[Description of the task]:
Copy each line of the listing below, character for character, with nothing changed or left out.

[Stored records]:
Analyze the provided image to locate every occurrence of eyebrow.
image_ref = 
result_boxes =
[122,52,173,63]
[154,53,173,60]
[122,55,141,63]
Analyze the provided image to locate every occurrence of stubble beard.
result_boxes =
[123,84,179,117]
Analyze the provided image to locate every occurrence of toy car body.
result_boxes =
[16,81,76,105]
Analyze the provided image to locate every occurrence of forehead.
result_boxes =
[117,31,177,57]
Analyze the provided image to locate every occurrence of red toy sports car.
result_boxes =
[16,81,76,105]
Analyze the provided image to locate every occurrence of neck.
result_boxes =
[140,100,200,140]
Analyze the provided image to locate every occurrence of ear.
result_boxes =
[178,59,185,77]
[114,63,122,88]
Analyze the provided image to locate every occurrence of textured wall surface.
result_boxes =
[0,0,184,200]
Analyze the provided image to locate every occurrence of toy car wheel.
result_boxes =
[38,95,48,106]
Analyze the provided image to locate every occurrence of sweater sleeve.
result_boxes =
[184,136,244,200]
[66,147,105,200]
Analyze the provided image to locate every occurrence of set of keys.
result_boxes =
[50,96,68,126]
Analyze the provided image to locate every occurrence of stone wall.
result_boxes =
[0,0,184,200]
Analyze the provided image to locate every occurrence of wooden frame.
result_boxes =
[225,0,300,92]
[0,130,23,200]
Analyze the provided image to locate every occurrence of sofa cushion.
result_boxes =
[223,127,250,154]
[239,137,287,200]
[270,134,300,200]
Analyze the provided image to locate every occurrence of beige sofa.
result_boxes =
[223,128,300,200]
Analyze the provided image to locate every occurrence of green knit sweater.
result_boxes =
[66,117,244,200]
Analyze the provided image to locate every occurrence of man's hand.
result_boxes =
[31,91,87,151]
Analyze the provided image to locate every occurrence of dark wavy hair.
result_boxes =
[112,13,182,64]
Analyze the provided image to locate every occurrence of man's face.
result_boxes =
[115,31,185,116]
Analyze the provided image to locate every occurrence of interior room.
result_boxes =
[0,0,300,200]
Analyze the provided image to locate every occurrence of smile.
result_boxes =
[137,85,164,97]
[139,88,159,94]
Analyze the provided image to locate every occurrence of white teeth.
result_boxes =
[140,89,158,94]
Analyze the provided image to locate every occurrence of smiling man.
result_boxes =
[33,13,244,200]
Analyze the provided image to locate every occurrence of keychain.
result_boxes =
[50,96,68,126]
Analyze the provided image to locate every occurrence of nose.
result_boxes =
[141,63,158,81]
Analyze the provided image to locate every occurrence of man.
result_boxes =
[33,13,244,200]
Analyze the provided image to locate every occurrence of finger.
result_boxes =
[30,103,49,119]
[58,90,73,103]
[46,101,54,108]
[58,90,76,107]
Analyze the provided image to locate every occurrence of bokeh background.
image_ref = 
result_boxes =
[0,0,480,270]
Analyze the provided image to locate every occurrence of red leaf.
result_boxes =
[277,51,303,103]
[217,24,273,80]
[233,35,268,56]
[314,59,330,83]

[Answer to the exercise]:
Analyze the provided image to locate every occurrence of eyebrow.
image_ref = 
result_boxes =
[122,52,173,63]
[154,53,173,60]
[122,55,141,63]
Analyze the provided image to locate every occurrence of stubble beard.
result_boxes =
[123,84,179,117]
Analyze the provided image to locate every occurrence of toy car body.
result_boxes =
[16,81,76,105]
Analyze the provided image to locate every occurrence of forehead.
result_boxes =
[117,31,177,57]
Analyze the provided image to locate every occurrence of red toy sports car.
result_boxes =
[16,81,76,105]
Analyze the provided image to locate every occurrence of neck.
result_boxes =
[140,100,200,140]
Analyze the provided image to locate every occurrence of ear.
result_boxes =
[178,59,185,77]
[114,63,122,88]
Analyze the provided image to locate every occurrence of textured wall surface.
result_boxes =
[0,0,184,200]
Analyze the provided image to locate every occurrence of toy car wheel.
result_boxes =
[38,95,48,106]
Analyze the provided image to locate every occurrence of sweater sleeve.
result_boxes =
[184,136,244,200]
[66,147,105,200]
Analyze the provided image to locate every occurrence of set of keys.
result_boxes =
[50,96,68,126]
Analyze the provided image to locate every occurrence of stone wall.
result_boxes =
[0,0,184,200]
Analyze the provided image to locate every occurrence of wooden frame.
result_boxes =
[225,0,300,92]
[0,130,23,200]
Analyze the provided image to locate every occurrence of sofa cushion.
result_boxes =
[223,127,250,154]
[239,137,287,200]
[270,134,300,200]
Analyze the provided image to locate every occurrence of beige sofa.
result_boxes =
[223,128,300,200]
Analyze the provided image to locate every occurrence of green knit sweater.
result_boxes =
[66,117,244,200]
Analyze the provided image to locate every occurrence of man's hand.
result_boxes =
[31,91,87,151]
Analyze the provided image to locate every occurrence of dark wavy hair.
result_boxes =
[112,13,182,64]
Analyze the provided image to locate every occurrence of man's face.
result_boxes =
[115,31,185,116]
Analyze the provided image to locate every occurrence of interior room.
result_boxes =
[0,0,300,200]
Analyze the provided image to locate every occurrence of smile.
result_boxes =
[137,85,164,97]
[139,88,159,94]
Analyze the provided image to locate every occurrence of white teeth.
result_boxes =
[140,89,158,94]
Analyze the provided image to locate every occurrence of smiling man.
result_boxes =
[33,13,244,200]
Analyze the provided image to locate every occurrence of keychain.
result_boxes =
[50,96,68,126]
Analyze the provided image to locate every occurrence of nose.
result_boxes =
[141,63,158,81]
Analyze the provided image to locate every occurrence of man.
result_boxes =
[33,13,244,200]
Analyze the provided image to locate every occurrence of finger.
result_boxes =
[30,103,49,119]
[58,90,73,103]
[46,101,54,108]
[58,90,76,107]
Analyze the provided image to locate every occurrence of bokeh background.
image_ref = 
result_boxes =
[0,0,480,270]
Analyze the provided image to locate every occurrence of red leaf.
result_boxes =
[277,51,303,103]
[217,24,273,80]
[233,35,268,56]
[314,59,330,83]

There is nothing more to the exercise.